> **Consignes**:
1) D'après le texte sur les mémoires de Jean Fleury Lacoste, combien de folios du texte original nous sont parvenus ?
2) Poursuivez le texte sur les mémoires de Jean Fleury Lacoste à partir de l'endroit où il s'arrête.

> **Texte à lire**:
● ● ● ● ● ● ●

De 1864 à 1870, il rédigea ses mémoires. Le texte original comportait 325 folios dont 98 seulement nous sont parvenus, soit à peine plus du quart. Dommage car c'est du « sans fleurs ni couronnes ». Les amateurs de politiquement très incorrect seront ravis à la lecture de ces mémoires. Et comme la nature humaine n'a guère changé depuis des siècles....

Dans ce qu'il reste de ces mémoires, la partie concernant la réunion de la Savoie à la France est particulièrement intéressante. Et voici des extraits du texte de Jean Fleury Lacoste tel que l'a publié la SSHA à partir de la page 108 du N° précité:

« L'organisation du royaume du Piémont grandissait chaque jour. L'Empire d'Autriche finit par comprendre qu'au moyen de cette puissance naissante, les idées de nationalité italienne auraient un appui formidable dans ce Piémont libéral et régénéré qui paraissait devoir être à la tête de toute l'Italie. En effet, tous les Italiens opprimés avaient les yeux fixés sur le royaume de Victor-Emmanuel. Or, pendant que l'illustre comte de Cavour dévoilait à l 'Europe le despotisme affreux de l'Autriche, l'Italie se réveillait à ses accents si patriotiques et malgré la police écrasante du régime autrichien, on faisait circuler dans toute la péninsule les adresses de la Société nationale italienne avec le cri : indépendance-union . Des volontaires arrivèrent en Piémont pour former un corps d'armée sous les ordres du célèbre Garibaldi. Le gouvernement sarde autorise l'organisation de ce corps de volontaires. Ce petit corps prend bientôt des proportions considérables et la jeunesse de Florence, de Parme, de Modène, de Milan accourt au camp de Garibaldi. L'Autriche commence à ne plus prendre de ménagement : elle arme en toute hâte sa frontière et remplit de troupes Pavie et Milan. L'archiduc Maximilien forme son Etat-major. Le 22 avril 1859, un décret du roi de Sardaigne complète l'Etat-major de Garibaldi. C'est alors que François-Joseph adresse un manifeste à ses peuples et déclare que le Piémont n'ayant pas voulu désarmer, il vient de donner l'ordre à son armée de passer la frontière. En effet, le 29 avril les Autrichiens entrent en Piémont : la guerre est commencée.

● ● ● ● ● ● ●

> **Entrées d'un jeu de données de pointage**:

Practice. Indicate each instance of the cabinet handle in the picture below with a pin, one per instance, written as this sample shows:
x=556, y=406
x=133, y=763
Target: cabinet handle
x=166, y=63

● ● ● ● ● ● ●

> **Réponses**:
1) 98 folios sur les 325 du texte original.

2)
Plusieurs combats ont lieu entre les garibaldiens et les corps détachés autrichiens et ces derniers éprouvent de graves échecs. L'enthousiasme est à son comble, mais la lutte était impossible contre l'armée formidable de l'Autriche. Aussi les yeux étaient tournés vers la France si grande et généreuse qui était entraînée par l'opinion publique si favorable à l'Italie. Une armée de 120.000 hommes s'ébranle et nous voyons passer ces magnifiques troupes avec une joie sans pareille. Les premiers corps français arrivent à temps car quelques jours plus tard, les Autrichiens auraient fait leur entrée à Turin. C'est ce que les Italiens n'ont pas assez compris car dans leurs fanfaronnades belliqueuses, ils ont trop vite oublié qu'ils doivent leur liberté et leur unification à la Grande nation. Qu'on se souvienne d'ailleurs du moment où les Français entrent dans Turin : on les couvre de fleurs, on les embrasse et l'enthousiasme pour eux est difficile à exprimer...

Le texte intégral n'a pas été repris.